Question

I dont understand the question in this exercise, can someone help :)

Answer 1

Let f denote the power of the series sum function. What is x * 2 * f'' (x) + f (x)
for x in the open interval of convergence?

Answer 2

sorry x^2 * f'' (x) + f (x)

Answer 3

I found the interval of convergence in this series to \[\sum_{n=0}^{∞}(-1)^n \frac{ x^n }{ n^2-n+1 }\] [-1,1]

Answer 4

the problem wants to evaluate the \(x^2 f''(x)+f(x)\) so what is confusing for u? :)

Answer 5

\[f(x)=\sum_{n=0}^{∞}(-1)^n \frac{ x^n }{ n^2-n+1 }\]

Answer 6

this is your start point\[f'(x)=\sum_{n=0}^{∞}(-1)^n \frac{ n x^{n-1} }{ n^2-n+1 }\]

Answer 7

So
\[f''(x)\sum_{n=0}^{∞}\frac{ (n-1)nx^{n-2} }{ n^2-n+1 }\]

Answer 8

and for course (-1)^n

Answer 9

*of

Answer 10

yes and what is final answer?

☆ ☆ ☆ ☆ ☆ ☆ ☆

Given problem A >> Mark each statement yes or no according to the forum thread, quoting the thread's deciding words exactly: (i) The opening post says its author does not understand the question in the exercise. (ii) A correction gives the expression to evaluate as x^2 * f'' (x) + f (x). (iii) One reply places the interval of convergence at [0,2].
The listing that comes next is unrelated to the forum thread.

Materials provided >>
☆ ☆ ☆ ☆ ☆ ☆ ☆

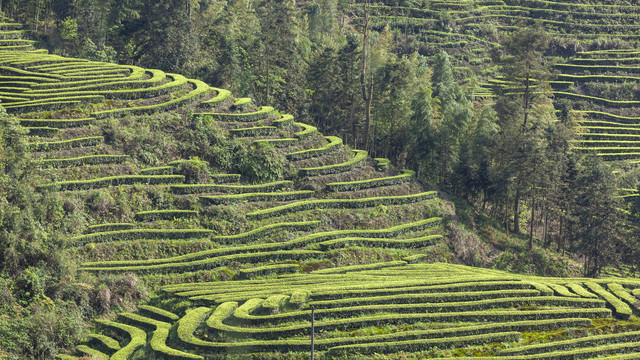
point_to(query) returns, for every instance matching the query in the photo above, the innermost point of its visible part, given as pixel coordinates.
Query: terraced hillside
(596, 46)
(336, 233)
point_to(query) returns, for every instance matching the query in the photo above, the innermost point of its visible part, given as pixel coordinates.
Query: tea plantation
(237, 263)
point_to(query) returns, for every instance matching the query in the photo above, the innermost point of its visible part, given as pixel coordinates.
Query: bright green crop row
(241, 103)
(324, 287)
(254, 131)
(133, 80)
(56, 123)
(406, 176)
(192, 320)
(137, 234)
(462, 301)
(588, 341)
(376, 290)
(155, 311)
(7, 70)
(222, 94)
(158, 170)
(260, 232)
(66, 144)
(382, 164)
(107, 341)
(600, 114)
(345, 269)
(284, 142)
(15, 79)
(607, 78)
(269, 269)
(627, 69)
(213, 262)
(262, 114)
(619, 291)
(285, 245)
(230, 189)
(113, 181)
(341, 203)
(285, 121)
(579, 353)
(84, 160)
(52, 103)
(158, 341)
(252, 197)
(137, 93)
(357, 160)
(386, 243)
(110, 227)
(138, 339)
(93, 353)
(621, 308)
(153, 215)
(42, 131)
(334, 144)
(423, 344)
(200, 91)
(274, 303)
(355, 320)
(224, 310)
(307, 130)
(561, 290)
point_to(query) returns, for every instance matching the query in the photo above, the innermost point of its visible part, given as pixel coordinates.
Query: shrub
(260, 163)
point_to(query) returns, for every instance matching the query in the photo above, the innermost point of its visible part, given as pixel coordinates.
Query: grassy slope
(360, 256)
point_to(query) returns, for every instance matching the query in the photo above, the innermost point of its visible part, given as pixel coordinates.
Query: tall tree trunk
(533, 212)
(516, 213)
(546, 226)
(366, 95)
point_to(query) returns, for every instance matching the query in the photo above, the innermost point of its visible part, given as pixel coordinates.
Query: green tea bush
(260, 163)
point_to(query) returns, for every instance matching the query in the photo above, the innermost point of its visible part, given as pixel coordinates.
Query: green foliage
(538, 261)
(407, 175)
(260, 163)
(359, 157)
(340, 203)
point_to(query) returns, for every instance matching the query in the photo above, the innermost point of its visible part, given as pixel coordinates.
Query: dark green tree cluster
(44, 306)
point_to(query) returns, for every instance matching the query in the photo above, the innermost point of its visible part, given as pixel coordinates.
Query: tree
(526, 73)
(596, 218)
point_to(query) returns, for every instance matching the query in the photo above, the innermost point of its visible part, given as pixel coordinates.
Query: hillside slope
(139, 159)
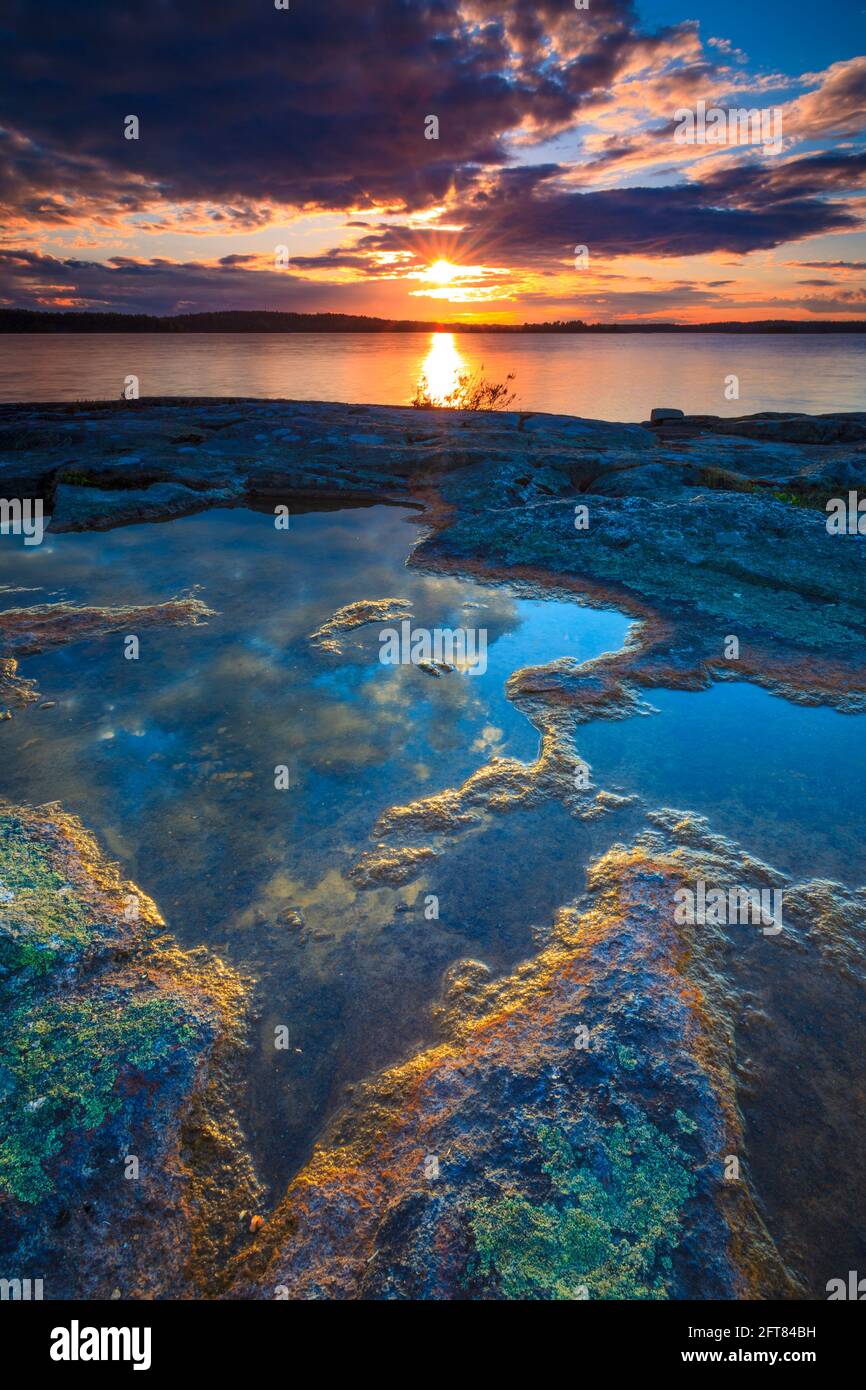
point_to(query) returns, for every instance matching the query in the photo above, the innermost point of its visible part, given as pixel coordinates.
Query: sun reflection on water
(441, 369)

☆ ☆ ☆ ☆ ☆ ☆ ☆

Given problem B >> Please pick out every line of the listing that holds the word "green".

Complete output A >>
(i) Yes: "I dont understand the question in this exercise, can someone help :)"
(ii) Yes: "sorry x^2 * f'' (x) + f (x)"
(iii) No: "I found the interval of convergence in this series to" … "[-1,1]"

Complete output B >>
Query: bright green crop row
Query: green tea bush
Query: green foliage
Query: dark green tree cluster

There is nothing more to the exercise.